GIVEN TEXT:
┌──

Max Blank came to the United States from Germany in 1928. Although he never became a United States citizen, Blank had been employed in New York City at a German library and at a bookstore that catered to German trade. Paul Fehse, a major figure, in this case, informed Germany that Blank, who was acquainted with several members of the spy ring, could secure some valuable information but lacked the funds to do so. Later Fehse and Blank met with Sebold in his office. They told Sebold that Blank could obtain details about rubberized self-sealing airplane gasoline tanks, as well as a sew braking device for airplanes, from a friend who worked in a shipyard. However, he needed money to get the information. Blank pleaded guilty to violation of the Registration Act. He received a sentence of 18 months imprisonment and a $1000 fine.

└──

STUDY QUESTIONS:
(a) Summarize the account of Max Blank in two sentences.
(b) According to the account of Max Blank, what sentence did he receive?
(c) Write the next part of the account of Max Blank, starting right after its final sentence.

INFORMATION PROVIDED:
┌──

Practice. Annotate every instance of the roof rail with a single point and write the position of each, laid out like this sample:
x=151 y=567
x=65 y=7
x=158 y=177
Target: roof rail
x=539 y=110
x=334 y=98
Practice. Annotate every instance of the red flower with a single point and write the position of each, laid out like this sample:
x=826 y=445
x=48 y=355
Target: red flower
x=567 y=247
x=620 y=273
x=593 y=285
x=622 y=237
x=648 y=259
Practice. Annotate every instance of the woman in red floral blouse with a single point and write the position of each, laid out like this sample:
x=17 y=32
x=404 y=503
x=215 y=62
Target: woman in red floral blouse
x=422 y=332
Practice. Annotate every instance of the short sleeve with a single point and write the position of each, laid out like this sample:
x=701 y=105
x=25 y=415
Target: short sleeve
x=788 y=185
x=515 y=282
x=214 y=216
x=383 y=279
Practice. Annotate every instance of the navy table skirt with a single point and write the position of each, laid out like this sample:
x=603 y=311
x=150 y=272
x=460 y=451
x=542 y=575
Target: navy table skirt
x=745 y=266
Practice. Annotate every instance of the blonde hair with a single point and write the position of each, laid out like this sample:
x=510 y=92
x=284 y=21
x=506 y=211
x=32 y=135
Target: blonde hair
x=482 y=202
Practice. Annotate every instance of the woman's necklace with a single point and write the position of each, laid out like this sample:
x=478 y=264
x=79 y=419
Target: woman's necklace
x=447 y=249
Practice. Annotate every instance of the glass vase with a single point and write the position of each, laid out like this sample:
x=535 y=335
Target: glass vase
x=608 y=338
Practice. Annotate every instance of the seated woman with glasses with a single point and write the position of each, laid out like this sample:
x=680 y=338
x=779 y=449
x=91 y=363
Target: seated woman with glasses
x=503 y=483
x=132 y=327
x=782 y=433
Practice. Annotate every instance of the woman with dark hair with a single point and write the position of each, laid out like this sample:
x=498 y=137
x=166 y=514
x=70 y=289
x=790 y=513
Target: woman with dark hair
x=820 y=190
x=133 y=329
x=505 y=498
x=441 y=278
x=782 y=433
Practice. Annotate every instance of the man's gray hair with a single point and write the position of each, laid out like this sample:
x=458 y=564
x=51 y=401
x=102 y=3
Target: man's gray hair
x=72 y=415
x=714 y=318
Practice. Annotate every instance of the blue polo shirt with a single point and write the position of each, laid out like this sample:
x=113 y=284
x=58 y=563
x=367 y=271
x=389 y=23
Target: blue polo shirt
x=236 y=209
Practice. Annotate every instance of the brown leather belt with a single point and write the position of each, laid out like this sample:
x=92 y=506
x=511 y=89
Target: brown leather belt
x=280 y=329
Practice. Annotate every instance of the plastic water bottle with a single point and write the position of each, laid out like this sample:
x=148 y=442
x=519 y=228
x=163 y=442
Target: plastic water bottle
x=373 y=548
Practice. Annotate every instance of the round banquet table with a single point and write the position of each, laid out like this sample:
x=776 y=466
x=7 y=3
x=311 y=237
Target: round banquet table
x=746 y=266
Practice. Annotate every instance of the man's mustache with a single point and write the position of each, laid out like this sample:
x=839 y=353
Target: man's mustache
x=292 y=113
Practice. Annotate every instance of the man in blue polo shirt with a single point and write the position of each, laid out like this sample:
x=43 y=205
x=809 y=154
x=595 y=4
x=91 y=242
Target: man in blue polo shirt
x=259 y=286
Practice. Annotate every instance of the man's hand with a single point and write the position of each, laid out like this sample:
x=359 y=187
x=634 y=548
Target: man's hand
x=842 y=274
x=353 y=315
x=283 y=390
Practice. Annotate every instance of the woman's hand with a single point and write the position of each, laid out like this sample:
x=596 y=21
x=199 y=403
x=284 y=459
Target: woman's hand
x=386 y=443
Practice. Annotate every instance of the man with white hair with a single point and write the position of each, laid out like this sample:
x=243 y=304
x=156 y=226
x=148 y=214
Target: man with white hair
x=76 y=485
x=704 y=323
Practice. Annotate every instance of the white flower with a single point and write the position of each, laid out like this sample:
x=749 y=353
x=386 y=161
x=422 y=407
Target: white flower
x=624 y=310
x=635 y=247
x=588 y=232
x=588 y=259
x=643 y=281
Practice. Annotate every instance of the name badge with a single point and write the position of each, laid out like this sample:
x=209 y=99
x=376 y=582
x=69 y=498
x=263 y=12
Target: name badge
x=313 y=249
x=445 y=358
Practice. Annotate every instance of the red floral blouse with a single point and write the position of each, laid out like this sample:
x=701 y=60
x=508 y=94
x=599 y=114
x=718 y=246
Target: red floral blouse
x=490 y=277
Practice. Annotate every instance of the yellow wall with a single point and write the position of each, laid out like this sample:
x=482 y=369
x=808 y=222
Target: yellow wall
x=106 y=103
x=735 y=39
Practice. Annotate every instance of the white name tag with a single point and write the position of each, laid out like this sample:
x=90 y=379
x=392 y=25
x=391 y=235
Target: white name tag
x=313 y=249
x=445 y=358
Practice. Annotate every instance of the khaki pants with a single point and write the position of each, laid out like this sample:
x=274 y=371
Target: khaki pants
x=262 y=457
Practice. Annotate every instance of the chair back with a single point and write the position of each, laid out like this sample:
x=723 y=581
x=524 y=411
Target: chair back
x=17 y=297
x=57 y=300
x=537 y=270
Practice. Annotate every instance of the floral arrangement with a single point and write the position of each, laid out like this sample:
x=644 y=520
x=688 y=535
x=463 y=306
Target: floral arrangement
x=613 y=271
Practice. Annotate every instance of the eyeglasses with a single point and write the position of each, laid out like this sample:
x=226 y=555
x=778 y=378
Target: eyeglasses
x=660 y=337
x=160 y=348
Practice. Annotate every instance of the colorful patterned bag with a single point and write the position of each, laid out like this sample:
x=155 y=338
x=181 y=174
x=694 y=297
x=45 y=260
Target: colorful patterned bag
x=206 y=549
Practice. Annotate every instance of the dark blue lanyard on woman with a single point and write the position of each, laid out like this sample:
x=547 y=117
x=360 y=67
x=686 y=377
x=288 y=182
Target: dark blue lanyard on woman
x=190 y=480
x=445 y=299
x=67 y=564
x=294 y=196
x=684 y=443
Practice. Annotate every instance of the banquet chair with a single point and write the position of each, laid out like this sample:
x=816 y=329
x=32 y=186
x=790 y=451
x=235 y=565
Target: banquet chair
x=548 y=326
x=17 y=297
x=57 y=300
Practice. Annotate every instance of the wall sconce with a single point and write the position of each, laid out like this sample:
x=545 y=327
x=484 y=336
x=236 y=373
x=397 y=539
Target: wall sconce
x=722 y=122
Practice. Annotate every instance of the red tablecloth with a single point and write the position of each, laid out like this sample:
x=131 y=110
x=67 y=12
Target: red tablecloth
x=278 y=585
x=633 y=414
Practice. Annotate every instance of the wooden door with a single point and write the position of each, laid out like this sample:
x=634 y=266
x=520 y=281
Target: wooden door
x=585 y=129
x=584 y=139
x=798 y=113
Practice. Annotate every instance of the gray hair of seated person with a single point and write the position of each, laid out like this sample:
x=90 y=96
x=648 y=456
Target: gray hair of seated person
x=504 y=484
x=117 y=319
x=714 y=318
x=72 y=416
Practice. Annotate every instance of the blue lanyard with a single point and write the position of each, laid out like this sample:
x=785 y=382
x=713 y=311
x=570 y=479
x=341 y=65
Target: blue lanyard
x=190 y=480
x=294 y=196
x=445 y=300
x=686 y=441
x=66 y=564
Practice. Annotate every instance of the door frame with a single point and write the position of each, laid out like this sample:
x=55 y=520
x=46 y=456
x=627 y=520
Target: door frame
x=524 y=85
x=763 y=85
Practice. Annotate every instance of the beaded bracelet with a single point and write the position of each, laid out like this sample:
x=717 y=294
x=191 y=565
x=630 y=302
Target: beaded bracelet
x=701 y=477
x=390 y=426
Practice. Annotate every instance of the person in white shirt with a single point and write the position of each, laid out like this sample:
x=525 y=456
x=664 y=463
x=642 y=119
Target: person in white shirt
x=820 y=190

└──

ANSWERS BY ITEM NUMBER:
(a) Max Blank, a German immigrant who came to the United States in 1928 and worked at a German library and bookstore in New York City, was said to be able to obtain details about rubberized self-sealing airplane gasoline tanks from a shipyard friend, but he needed money to get the information. He pleaded guilty to violating the Registration Act and was sentenced to 18 months in prison and a $1000 fine.

(b) He received 18 months imprisonment and a $1000 fine.

(c)
Native of Germany, Alfred E. Brokhoff came to the United States in 1923 and became a naturalized citizen in 1929. He was a mechanic for the United States Lines in New York City for 17 years prior to his arrest. Because of his employment on the docks, he knew almost all of the other agents in this group who were working as seamen on various ships. Brokhoff helped Fehse secure information about the sailing dates and cargoes of vessels destined for England. He also assisted Fehse in transmitting this information to Germany. Also, another German agent, George V. Leo Waalen, reported that he had received information from Brokhoff for transmittal to Germany. Upon conviction, Brokhoff was sentenced to serve a five-year prison term for violation of the espionage statutes and to serve a two-year concurrent sentence for violation of the Registration Act.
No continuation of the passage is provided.